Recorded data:
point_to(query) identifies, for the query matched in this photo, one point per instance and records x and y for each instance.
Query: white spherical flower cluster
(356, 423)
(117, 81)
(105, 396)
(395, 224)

◆ Aim of the exercise ◆
Every record shown above must be echoed exactly.

◆ Result for this task ◆
point_to(query) identifies, for the query matched in this photo, one point per instance and records x and y for each instance.
Query: white spherical flower cluster
(356, 423)
(117, 81)
(105, 396)
(395, 224)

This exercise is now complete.